** Opening Material provided block **
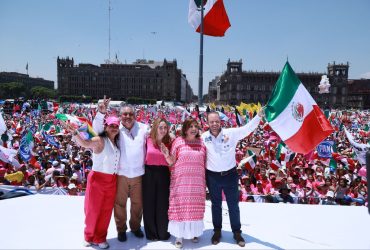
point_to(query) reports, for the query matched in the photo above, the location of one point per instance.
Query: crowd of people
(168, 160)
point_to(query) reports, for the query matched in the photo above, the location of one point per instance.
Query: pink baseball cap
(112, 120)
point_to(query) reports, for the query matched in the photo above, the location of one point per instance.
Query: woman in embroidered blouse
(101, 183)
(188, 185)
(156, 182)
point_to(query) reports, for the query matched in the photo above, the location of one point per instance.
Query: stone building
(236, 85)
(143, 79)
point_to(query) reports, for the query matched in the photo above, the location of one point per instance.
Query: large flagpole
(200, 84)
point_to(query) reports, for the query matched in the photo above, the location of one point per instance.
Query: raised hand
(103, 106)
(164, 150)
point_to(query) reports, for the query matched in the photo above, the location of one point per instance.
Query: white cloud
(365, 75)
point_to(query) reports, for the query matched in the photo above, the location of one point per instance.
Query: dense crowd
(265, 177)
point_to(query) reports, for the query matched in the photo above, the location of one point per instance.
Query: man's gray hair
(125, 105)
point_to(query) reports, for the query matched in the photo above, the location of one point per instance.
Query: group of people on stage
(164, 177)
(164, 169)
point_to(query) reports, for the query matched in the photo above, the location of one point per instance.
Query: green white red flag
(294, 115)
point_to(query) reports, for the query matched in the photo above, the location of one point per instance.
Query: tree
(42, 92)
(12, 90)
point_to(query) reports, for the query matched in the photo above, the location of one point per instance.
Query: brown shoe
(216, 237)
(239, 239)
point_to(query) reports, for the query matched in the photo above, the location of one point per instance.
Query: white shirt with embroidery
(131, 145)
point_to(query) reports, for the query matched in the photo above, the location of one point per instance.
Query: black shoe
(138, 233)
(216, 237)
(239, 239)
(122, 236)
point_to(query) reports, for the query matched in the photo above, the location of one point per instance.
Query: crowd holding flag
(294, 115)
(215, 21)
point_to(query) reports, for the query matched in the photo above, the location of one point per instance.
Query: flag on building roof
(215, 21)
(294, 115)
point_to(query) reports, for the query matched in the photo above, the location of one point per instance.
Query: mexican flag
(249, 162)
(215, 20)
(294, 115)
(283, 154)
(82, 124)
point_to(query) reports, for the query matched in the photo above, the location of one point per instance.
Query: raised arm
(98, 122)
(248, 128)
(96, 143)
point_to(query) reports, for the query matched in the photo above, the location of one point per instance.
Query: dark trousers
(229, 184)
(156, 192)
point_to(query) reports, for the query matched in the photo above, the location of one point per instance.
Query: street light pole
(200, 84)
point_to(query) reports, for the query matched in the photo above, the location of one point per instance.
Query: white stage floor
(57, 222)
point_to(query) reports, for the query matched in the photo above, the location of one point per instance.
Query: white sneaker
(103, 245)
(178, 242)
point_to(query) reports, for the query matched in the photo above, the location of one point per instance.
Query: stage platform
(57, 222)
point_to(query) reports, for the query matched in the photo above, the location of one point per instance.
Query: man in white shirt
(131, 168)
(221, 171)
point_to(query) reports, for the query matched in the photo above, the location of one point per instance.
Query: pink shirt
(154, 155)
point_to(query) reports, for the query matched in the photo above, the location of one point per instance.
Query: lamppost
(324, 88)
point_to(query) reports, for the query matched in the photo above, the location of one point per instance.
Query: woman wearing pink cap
** Closing Material provided block **
◆ Work required: Return the entries above exactly as they appear. Pictures should not be copied.

◆ Problem solution:
point_to(query) reports, for the query matched in the photo above, the location of one point per instance.
Query: crowd of people
(168, 160)
point_to(query) reports, for the query matched in the photo above, the location of one point per instance.
Query: pink baseball cap
(112, 120)
point_to(query) reports, for the query matched in the photo above, the location of one point per instance.
Query: woman in embroidered blouse
(101, 183)
(188, 185)
(156, 182)
point_to(query) reports, for the query matched in the photo above, the location of one point per instance.
Query: stone building
(236, 85)
(143, 79)
point_to(query) reports, for the query matched in the photo above, the location of one point per instance.
Query: large flagpole
(200, 84)
point_to(query) reports, for the query matched in the photo above, the location of one point per instance.
Query: raised hand
(103, 106)
(164, 150)
point_to(query) reports, for the query matched in the photo above, the location of one point per instance.
Query: white cloud
(365, 75)
point_to(query) reports, for the query matched in the photo above, the location of one point per instance.
Query: dense crowd
(265, 177)
point_to(query) reports, for the query matched in the photo above, the location of one point per instance.
Query: man's gray hair
(125, 105)
point_to(query) reports, for the query matched in the photo above, the location of one point per instance.
Query: group of people on stage
(164, 177)
(164, 169)
point_to(query) reports, for the query matched in the photo above, the location of one point per instance.
Query: green white red flag
(294, 115)
point_to(query) reports, for the query matched in the photo above, the location of one point per instance.
Query: tree
(42, 92)
(12, 90)
point_to(query) reports, for the query matched in the photo above, the location of one point per instance.
Query: brown shoe
(216, 237)
(239, 239)
point_to(query) reports, for the query matched in the photo above, the location of one point per instance.
Query: white shirt with embroidery
(131, 145)
point_to(query) reports, for the query matched in the photo above, the location of one point per instance.
Query: black shoe
(138, 233)
(216, 237)
(239, 239)
(122, 236)
point_to(query) reports, for the query matched in the photo above, the location of one point per instance.
Query: crowd holding flag
(294, 115)
(215, 21)
point_to(query) reports, for the query matched in the photo above, the location of one point per instance.
Query: flag on building roof
(215, 21)
(294, 115)
point_to(query) reports, for the query matched in the photo above, the location of one point per instance.
Query: mexican flag
(249, 162)
(215, 20)
(294, 115)
(283, 154)
(82, 124)
point_to(query) reports, for the query matched in the photo above, the location of one point per instance.
Query: raised arm
(98, 122)
(248, 128)
(96, 143)
point_to(query) reports, for the query matched in the photo above, the location of one point per instance.
Query: dark trousers
(229, 184)
(156, 192)
point_to(query) reports, for the query matched in the photo above, the location of one point per instance.
Query: street light pole
(200, 84)
point_to(query) reports, for the query matched in the photo above, the location of one point per instance.
Query: white stage floor
(57, 222)
point_to(query) reports, for the query matched in the photo above, the location of one point per instance.
Query: white sneaker
(103, 245)
(178, 242)
point_to(query) reports, for the query matched in the photo above, the location of one point per instance.
Query: stage platform
(57, 222)
point_to(query) reports, for the query matched in the photo above, the location of one point per instance.
Query: man in white shirt
(131, 168)
(221, 171)
point_to(query) reports, for the query matched in the photo above, the location of one point per instance.
Query: pink shirt
(154, 155)
point_to(query) reports, for the query matched in the photo above, the location of one point per instance.
Query: lamppost
(324, 88)
point_to(query) reports, for the query matched in the photo above, the location of one point per instance.
Query: woman wearing pink cap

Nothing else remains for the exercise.